- **The task**:
Arrange the listing below as a numbered list with one line per item, leaving out the blank lines and the pictures.

- **Input rows**:
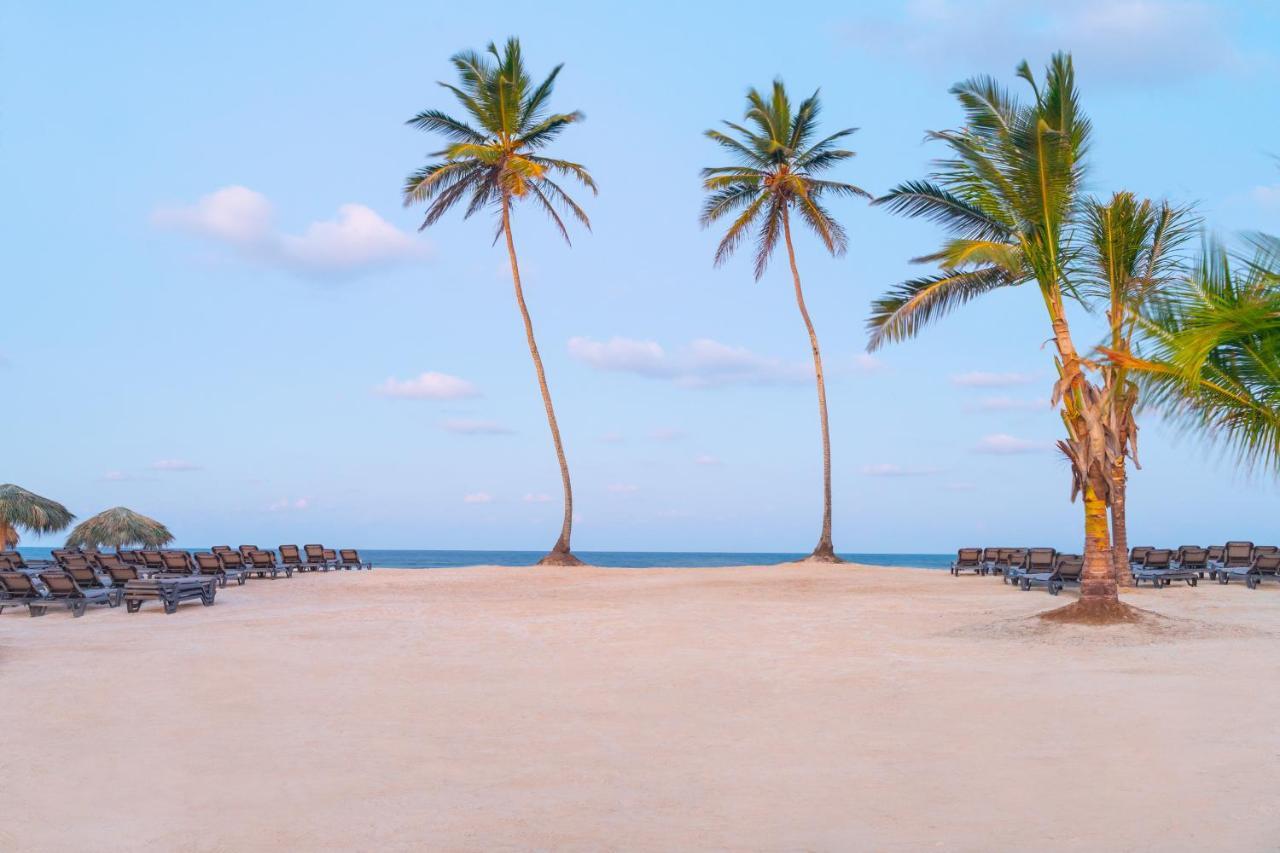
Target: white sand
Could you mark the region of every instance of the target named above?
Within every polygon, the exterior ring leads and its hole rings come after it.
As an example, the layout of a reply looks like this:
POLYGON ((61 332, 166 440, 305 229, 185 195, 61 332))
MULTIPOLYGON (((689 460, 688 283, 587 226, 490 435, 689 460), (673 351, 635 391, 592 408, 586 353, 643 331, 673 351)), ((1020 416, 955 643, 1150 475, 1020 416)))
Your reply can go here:
POLYGON ((1280 587, 873 567, 252 580, 0 615, 4 850, 1263 850, 1280 587))

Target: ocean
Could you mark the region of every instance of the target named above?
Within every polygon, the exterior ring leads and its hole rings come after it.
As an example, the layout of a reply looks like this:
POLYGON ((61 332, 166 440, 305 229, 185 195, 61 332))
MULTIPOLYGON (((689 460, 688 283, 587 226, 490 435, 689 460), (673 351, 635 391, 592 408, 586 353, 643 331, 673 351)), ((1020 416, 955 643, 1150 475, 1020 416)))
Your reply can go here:
MULTIPOLYGON (((274 546, 264 546, 273 547, 274 546)), ((207 551, 207 546, 187 551, 207 551)), ((49 548, 18 548, 23 556, 47 560, 49 548)), ((387 569, 456 569, 460 566, 531 566, 545 551, 428 551, 361 548, 360 556, 387 569)), ((723 551, 576 551, 584 562, 605 569, 652 569, 675 566, 762 566, 801 560, 803 553, 723 552, 723 551)), ((850 562, 874 566, 906 566, 909 569, 947 569, 954 560, 948 553, 842 553, 850 562)))

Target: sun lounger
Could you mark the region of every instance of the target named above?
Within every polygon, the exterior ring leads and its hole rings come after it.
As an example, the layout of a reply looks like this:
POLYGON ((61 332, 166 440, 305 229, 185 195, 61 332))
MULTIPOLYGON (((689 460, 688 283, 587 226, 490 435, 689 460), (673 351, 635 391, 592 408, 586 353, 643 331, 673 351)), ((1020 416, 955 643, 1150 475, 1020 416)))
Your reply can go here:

- **Result for this task**:
1. Target: white sand
2. Could you mark the region of every instance of the target named above?
3. Within every polygon, the exterior ring leads and its hole rings come after it.
4. As an example, the layout of a reply looks like this:
5. POLYGON ((61 332, 166 440, 305 229, 185 195, 61 332))
6. MULTIPOLYGON (((689 460, 688 283, 587 226, 490 435, 689 460), (673 351, 635 391, 592 408, 586 353, 643 331, 673 351)), ((1020 416, 955 643, 1150 475, 1020 416)))
7. Your reply can go here:
8. POLYGON ((1280 587, 873 567, 252 580, 0 615, 4 850, 1263 850, 1280 587))
9. Target: ocean
10. Could you mark the region of every instance of the target named above?
11. Within every polygon, the exterior ring leads and its hole rings come after it.
12. As an example, the layout of a reply looks like this:
13. POLYGON ((61 332, 166 440, 305 229, 185 195, 61 332))
14. MULTIPOLYGON (((689 460, 688 283, 587 226, 490 435, 689 460), (673 351, 635 391, 592 408, 586 353, 643 331, 673 351)), ((1020 416, 955 643, 1150 475, 1020 416)))
15. Your reply can go here:
16. MULTIPOLYGON (((274 546, 264 546, 273 547, 274 546)), ((207 551, 207 546, 187 551, 207 551)), ((49 548, 18 548, 23 556, 47 560, 49 548)), ((387 569, 456 569, 460 566, 531 566, 545 551, 428 551, 361 548, 360 556, 387 569)), ((723 551, 576 551, 584 562, 605 569, 652 569, 675 566, 762 566, 801 560, 803 553, 723 552, 723 551)), ((850 562, 874 566, 906 566, 909 569, 947 569, 954 560, 948 553, 842 553, 850 562)))
17. Target: sun lounger
18. Could you mark the region of every instance of the target named above?
19. Within every polygon, the exterior ring leads and its hole rings come after it.
20. As an example, the layout of a reply looks like this:
21. POLYGON ((61 332, 166 440, 305 229, 185 195, 61 332))
22. MULTIPOLYGON (((689 460, 688 283, 587 226, 490 435, 689 460), (673 351, 635 391, 592 408, 586 353, 643 331, 673 351)), ((1020 416, 955 643, 1150 475, 1020 416)))
23. Your reply can go here:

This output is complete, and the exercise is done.